# What you need to do:
Reproduce the records below, substituting "point" for each occurrence of "marker" and keeping every other line and character the same.

[Position annotation records]
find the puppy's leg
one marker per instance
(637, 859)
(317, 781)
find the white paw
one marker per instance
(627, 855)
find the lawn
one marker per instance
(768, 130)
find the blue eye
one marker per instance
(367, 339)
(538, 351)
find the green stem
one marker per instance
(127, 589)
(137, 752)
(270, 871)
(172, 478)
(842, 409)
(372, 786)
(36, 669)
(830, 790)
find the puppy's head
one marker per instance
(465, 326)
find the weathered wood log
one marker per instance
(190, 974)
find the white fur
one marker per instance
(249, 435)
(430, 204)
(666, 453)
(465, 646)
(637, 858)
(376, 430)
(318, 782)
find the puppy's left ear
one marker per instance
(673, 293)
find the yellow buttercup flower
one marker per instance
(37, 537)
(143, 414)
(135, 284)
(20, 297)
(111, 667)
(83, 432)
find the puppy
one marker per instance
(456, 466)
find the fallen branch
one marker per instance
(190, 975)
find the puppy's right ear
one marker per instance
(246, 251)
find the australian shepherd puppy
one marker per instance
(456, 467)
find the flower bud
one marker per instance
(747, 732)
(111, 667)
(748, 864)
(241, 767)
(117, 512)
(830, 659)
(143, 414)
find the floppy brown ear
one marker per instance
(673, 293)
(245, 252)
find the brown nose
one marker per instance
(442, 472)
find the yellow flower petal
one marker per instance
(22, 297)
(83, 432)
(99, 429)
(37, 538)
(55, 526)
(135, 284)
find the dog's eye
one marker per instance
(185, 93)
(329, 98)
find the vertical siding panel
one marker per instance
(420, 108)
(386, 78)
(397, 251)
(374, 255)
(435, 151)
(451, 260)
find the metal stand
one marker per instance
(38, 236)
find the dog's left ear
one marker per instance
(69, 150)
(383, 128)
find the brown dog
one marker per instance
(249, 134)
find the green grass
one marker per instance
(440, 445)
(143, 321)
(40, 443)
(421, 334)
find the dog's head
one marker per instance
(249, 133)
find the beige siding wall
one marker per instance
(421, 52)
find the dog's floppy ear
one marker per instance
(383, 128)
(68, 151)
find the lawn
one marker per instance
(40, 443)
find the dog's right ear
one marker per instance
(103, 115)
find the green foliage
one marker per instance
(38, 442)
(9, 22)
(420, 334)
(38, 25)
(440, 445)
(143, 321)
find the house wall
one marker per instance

# Final result:
find the puppy's leg
one point per instance
(637, 859)
(317, 781)
find the white paw
one point per instance
(627, 855)
find the lawn
one point per instance
(768, 130)
find the blue eye
one point per instance
(367, 339)
(538, 351)
find the green stem
one point per instance
(127, 589)
(137, 752)
(270, 871)
(172, 478)
(842, 409)
(372, 786)
(36, 669)
(830, 790)
find the puppy's head
one point per instance
(465, 326)
find the weathered wood log
one point per instance
(190, 974)
find the white fur
one point per instance
(249, 435)
(430, 204)
(666, 453)
(465, 646)
(637, 858)
(376, 430)
(318, 782)
find the puppy's left ear
one point per instance
(673, 293)
find the yellow buttercup flower
one point per instance
(37, 537)
(143, 414)
(135, 284)
(20, 297)
(111, 667)
(83, 432)
find the puppy
one point per instance
(456, 466)
find the fallen branch
one point per instance
(190, 975)
find the puppy's right ear
one point per instance
(246, 251)
find the australian shepherd puppy
one point per instance
(456, 467)
find the flower bud
one point per instance
(747, 732)
(111, 667)
(748, 864)
(241, 767)
(117, 512)
(830, 659)
(143, 414)
find the floppy brown ear
one point per instance
(673, 293)
(245, 252)
find the brown nose
one point per instance
(442, 472)
find the yellow flower petal
one point per instance
(22, 297)
(83, 432)
(99, 429)
(37, 538)
(55, 526)
(135, 284)
find the dog's eye
one point per instance
(185, 93)
(329, 98)
find the vertical siding panel
one point per instance
(420, 108)
(386, 78)
(397, 251)
(374, 255)
(435, 151)
(451, 260)
find the metal stand
one point per instance
(38, 236)
find the dog's left ear
one point per instance
(69, 150)
(383, 128)
find the brown dog
one point per instance
(249, 134)
find the green grass
one point per instance
(440, 445)
(143, 321)
(40, 443)
(421, 334)
find the dog's head
one point per instance
(249, 133)
find the beige siding wall
one point per instance
(421, 52)
find the dog's floppy ear
one point per instance
(383, 128)
(68, 151)
find the lawn
one point per instance
(40, 443)
find the dog's right ear
one point per instance
(103, 115)
find the green foliage
one point per instance
(38, 442)
(9, 22)
(420, 334)
(38, 25)
(440, 445)
(143, 321)
find the house wall
one point per instance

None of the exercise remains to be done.